- _Task goal_: In the caregiving post below, how far from home are the 9am caregiver meetings?

- _Text provided_:
▬▬▬▬▬▬
Archive for April 17th, 2008
Thanks for your comments. You know, I have gone to AD caregiver meetings.
It was interesting, the first meeting I attended, walked in the door and face to face with a patient whose husband had AD (now deceased). We both looked at each other in wonderment. Why, I don’t know but it is surprising to see someone you know.
Anyway, the meetings were good. Our situation seems a bit unique in that he’s mellow, doesn’t wander, sleeps up to 20 some hours. Everyone just was amazed as their stories were different and difficult!
Right now, my difficulty is that the meetings are at 9am about 45 min. from our home. Or, there are evening meetings at 7pm. Until I get home care assistance, both scenarios are out. My sister comes to sit while I shop, etc. for now. We see the specialist Monday and I think he will kick start the process – I made a request in October, our family physician faxed a request in Feb. No calls yet. So, maybe I’ll have news after Monday.
This whole thing is why I really wonder if I should move to “town” which is 30 minutes away.
Questions, questions.
That is also the reason I have been down sizing. S&R are leaving for Vancouver tomorrow and have boxes I’m sending to M&M and Brian. I have such terrific neighbors here and he loves our peaceful, rural setting but it’s not convenient now.
So on and on she debates the issue – - -
I’ve never been down this road before – I don’t know how to handle things.
With your first baby, the books come out, friends and relatives chip in with advice and somehow one survives, baby included:)
This AD is throwing me for a loop. I don’t get too firm because the brain isn’t working. No sense in being angry – that would be like kicking your car because the fan belt broke. Not the car’s fault and doesn’t help the problem.
Today I wanted to get him “up and at it” at 1:30pm – not unreasonable as he had 13 hours sleep.
Reason, unfortunately is no longer part of the equation. Frustration (mine) is. After several attempts, I tried to bribe him with food – my homemade Minestrone soup! Usually it works. Not today. Finally, I went in to see what was happening – he’s cuddled down under the comforter.
“Are you getting up?”
“I could.” Mr. Slightly Miffed rolled over to settle in again.
So, plans for the afternoon will be postponed unless Reason kicks in and he cooperates.
Instead of kicking the cat – or the car, I’m going out to plant beans! Maybe later we’ll get out.
▬▬▬▬▬▬
Phrase grounding data
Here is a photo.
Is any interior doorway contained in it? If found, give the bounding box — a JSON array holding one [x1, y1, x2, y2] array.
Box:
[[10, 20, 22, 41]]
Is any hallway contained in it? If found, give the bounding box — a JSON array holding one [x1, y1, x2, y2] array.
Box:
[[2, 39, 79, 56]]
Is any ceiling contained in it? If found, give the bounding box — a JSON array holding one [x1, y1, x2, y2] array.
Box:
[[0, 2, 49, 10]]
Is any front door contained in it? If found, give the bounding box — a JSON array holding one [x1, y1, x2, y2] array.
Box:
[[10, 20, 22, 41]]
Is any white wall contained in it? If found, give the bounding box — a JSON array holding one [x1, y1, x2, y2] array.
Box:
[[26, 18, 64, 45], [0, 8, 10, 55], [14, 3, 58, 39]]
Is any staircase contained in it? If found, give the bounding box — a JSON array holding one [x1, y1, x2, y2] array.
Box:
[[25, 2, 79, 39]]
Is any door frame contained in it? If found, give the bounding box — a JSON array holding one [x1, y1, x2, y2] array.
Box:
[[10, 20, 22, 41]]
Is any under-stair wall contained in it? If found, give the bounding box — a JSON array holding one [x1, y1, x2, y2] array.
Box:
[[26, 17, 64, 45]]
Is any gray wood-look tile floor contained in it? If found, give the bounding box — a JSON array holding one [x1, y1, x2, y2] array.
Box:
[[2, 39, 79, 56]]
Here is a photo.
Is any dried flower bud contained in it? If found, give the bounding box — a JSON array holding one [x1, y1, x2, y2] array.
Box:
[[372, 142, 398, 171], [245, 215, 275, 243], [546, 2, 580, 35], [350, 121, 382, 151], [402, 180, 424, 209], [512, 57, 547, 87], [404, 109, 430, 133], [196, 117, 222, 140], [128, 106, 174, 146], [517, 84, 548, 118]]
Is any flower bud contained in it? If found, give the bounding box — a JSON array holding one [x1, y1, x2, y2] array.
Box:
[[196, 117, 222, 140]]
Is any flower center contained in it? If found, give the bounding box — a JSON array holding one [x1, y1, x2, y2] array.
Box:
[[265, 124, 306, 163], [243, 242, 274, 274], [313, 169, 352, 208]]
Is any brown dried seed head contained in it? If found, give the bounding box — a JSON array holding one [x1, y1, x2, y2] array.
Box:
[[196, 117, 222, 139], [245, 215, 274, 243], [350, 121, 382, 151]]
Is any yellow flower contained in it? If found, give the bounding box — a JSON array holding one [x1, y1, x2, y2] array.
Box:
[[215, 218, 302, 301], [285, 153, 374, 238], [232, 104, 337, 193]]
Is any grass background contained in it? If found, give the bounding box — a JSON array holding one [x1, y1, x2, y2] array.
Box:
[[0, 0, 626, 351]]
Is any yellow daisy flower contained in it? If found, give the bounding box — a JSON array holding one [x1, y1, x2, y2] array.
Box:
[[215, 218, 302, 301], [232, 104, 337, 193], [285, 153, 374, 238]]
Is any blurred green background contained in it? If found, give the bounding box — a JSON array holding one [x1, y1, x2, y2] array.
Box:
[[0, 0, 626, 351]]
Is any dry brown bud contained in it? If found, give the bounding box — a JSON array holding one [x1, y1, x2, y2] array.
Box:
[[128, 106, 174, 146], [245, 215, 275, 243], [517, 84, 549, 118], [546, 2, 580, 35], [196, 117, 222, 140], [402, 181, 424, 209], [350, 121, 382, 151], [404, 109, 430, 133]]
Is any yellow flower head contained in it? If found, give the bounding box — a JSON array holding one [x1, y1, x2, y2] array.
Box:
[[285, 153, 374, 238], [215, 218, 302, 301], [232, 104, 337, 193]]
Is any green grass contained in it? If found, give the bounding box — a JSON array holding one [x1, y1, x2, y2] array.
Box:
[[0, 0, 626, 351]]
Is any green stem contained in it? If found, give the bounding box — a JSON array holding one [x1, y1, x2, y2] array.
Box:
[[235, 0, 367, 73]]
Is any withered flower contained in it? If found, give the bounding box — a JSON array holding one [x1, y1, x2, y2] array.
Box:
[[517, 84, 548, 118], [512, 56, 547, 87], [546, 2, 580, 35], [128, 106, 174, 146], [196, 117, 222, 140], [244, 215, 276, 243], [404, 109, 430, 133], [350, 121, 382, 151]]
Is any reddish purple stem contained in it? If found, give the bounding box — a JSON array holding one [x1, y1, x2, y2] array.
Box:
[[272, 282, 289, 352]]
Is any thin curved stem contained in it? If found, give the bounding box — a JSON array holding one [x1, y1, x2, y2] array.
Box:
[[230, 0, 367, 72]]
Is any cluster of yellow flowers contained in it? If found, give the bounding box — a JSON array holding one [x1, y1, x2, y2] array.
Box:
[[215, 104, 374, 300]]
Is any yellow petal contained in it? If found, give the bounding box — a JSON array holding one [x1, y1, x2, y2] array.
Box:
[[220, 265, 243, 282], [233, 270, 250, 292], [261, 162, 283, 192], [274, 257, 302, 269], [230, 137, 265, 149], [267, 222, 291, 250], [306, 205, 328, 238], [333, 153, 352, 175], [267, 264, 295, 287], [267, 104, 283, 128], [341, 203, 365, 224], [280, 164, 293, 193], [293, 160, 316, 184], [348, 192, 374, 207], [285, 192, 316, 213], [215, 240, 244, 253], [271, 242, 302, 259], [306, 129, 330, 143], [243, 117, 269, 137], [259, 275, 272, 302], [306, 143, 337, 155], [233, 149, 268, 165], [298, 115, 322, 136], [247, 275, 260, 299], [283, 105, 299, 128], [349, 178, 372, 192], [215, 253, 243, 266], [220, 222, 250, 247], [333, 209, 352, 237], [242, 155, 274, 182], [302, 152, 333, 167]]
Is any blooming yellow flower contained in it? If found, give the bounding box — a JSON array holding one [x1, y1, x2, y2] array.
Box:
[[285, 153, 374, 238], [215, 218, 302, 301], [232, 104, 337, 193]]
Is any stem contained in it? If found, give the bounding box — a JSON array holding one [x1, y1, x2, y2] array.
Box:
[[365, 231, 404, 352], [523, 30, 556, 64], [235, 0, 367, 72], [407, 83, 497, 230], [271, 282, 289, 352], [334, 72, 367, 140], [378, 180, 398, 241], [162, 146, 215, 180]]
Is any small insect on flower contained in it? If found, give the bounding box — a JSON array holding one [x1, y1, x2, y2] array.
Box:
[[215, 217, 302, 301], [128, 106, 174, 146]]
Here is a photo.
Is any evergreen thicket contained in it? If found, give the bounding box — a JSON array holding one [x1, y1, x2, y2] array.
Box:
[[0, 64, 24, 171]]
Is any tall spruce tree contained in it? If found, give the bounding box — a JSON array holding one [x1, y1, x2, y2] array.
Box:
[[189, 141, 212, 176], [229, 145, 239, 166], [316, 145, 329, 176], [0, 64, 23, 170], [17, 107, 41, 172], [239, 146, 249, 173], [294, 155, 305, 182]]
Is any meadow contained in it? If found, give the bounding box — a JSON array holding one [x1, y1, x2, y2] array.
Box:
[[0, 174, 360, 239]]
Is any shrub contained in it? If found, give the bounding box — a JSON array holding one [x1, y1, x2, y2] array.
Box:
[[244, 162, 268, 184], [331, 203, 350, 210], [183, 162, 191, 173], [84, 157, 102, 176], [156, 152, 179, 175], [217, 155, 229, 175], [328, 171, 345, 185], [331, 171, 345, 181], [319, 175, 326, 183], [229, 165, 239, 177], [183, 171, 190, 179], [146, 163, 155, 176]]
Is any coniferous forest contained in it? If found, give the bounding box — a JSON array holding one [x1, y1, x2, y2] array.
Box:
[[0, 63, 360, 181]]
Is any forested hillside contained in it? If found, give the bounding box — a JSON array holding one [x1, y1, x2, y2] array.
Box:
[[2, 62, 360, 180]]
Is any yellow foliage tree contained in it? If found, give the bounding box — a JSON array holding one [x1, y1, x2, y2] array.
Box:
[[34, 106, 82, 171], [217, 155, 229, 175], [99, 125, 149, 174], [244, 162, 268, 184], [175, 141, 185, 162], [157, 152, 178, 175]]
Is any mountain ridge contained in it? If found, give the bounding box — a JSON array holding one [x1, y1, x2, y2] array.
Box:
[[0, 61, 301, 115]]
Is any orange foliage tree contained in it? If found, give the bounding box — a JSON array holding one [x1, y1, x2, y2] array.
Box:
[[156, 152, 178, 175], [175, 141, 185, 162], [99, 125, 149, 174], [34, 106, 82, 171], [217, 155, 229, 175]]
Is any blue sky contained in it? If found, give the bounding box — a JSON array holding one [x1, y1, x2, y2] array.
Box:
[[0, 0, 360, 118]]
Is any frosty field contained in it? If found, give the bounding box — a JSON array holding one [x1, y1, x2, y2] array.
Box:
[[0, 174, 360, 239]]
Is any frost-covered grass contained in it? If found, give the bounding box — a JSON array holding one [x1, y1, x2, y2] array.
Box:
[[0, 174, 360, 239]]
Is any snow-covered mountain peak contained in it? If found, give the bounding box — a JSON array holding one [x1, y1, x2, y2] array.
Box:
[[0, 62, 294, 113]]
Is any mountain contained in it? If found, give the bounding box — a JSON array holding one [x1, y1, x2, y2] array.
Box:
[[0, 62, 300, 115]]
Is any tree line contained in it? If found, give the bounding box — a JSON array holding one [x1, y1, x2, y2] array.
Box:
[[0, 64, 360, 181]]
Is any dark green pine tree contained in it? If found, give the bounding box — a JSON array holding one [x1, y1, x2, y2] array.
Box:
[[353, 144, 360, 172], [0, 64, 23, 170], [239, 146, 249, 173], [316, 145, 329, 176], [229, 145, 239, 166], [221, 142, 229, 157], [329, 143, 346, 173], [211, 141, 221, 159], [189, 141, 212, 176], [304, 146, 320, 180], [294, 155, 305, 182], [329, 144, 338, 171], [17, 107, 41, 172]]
▬▬▬▬▬▬
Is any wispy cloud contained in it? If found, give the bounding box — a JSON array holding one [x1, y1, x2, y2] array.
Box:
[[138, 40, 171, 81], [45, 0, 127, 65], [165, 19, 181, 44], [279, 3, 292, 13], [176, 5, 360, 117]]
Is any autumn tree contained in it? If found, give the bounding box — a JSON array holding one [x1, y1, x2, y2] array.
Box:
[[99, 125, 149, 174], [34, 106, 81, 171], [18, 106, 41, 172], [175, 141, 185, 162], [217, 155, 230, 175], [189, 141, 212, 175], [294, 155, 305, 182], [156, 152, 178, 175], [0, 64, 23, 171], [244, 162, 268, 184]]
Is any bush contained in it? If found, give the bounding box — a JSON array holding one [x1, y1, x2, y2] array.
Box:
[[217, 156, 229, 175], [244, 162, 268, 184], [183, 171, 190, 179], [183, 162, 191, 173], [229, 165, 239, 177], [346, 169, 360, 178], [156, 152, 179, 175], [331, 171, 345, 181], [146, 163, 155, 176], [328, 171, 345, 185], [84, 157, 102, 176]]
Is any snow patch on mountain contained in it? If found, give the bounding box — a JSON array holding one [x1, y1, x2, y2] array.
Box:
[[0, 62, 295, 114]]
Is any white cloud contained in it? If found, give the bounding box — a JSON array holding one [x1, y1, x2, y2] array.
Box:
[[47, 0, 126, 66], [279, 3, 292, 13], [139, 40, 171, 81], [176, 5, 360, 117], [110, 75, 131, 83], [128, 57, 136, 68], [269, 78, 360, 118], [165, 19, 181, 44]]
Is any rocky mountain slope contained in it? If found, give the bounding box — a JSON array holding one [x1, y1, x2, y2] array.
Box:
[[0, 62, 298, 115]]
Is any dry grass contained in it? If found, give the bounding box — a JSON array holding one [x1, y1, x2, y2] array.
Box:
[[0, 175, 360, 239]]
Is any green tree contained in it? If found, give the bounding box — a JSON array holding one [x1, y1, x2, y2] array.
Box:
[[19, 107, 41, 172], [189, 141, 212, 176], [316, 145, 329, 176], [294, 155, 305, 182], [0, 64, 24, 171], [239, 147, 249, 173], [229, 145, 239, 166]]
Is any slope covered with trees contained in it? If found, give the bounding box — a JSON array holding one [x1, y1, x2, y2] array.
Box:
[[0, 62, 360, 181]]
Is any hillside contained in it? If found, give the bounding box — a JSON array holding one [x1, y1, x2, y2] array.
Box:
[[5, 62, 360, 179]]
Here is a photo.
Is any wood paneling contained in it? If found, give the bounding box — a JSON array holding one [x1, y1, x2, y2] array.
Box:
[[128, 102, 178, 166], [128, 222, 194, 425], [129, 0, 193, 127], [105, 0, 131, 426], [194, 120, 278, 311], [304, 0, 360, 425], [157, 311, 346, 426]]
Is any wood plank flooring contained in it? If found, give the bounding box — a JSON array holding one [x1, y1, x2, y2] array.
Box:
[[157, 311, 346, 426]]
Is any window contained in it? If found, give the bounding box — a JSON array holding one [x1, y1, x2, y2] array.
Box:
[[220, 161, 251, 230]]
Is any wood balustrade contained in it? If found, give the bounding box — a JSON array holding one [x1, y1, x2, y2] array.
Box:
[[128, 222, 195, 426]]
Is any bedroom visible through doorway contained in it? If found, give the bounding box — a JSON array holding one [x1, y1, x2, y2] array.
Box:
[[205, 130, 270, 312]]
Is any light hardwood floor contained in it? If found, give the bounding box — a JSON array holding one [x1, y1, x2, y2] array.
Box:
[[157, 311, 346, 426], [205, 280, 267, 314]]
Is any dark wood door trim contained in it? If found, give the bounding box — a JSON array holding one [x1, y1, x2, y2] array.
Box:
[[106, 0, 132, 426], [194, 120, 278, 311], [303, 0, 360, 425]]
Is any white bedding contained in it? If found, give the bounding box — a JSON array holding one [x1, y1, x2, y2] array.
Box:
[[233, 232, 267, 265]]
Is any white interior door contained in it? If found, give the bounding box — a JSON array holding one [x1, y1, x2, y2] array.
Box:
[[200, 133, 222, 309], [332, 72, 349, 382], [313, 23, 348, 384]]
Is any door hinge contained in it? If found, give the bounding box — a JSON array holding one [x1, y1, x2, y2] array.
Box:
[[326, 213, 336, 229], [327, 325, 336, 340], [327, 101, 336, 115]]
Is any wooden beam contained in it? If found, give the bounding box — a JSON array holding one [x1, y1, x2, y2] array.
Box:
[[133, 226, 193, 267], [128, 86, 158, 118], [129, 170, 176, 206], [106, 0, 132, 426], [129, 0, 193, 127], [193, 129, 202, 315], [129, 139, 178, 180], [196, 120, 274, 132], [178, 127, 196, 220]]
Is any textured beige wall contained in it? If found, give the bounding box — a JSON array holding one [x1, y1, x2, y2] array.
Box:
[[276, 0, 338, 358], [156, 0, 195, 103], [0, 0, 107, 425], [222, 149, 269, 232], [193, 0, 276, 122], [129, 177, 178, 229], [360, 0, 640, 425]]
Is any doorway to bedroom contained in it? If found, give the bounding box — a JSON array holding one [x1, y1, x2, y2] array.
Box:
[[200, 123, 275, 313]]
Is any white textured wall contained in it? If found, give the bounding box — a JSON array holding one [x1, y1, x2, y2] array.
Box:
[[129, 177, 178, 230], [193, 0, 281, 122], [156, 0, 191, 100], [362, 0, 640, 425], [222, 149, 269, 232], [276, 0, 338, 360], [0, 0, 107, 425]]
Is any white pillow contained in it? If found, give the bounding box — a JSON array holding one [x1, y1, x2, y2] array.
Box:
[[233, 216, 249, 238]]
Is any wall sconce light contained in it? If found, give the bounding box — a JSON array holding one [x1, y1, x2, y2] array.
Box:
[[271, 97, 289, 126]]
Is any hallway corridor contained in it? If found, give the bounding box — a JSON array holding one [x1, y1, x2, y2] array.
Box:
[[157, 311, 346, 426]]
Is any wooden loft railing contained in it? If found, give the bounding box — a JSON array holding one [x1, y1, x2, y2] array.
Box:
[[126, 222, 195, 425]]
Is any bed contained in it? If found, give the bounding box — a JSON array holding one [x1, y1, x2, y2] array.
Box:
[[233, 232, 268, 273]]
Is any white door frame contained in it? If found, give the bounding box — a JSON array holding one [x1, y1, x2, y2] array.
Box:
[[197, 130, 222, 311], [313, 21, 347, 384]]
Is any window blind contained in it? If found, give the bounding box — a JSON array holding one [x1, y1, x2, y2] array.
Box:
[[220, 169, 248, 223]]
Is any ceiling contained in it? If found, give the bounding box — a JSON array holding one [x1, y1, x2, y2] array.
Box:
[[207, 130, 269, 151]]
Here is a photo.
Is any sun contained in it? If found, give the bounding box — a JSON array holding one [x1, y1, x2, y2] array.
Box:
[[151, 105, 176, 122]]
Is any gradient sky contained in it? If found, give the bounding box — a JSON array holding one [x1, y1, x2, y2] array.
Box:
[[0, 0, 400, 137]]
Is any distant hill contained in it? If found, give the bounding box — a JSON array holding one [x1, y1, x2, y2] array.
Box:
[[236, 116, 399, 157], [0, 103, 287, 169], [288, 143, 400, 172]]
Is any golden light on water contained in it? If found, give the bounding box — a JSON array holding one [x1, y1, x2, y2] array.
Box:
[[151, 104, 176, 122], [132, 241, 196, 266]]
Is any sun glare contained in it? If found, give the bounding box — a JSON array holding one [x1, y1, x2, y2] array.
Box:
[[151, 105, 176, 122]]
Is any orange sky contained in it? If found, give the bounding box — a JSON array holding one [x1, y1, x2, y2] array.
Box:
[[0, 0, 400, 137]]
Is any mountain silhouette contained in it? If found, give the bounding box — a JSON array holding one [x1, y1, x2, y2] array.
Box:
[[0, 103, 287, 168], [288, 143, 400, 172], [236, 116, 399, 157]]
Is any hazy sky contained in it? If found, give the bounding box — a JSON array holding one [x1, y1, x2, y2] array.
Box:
▬▬▬▬▬▬
- _Solved problem_: About 45 minutes from home.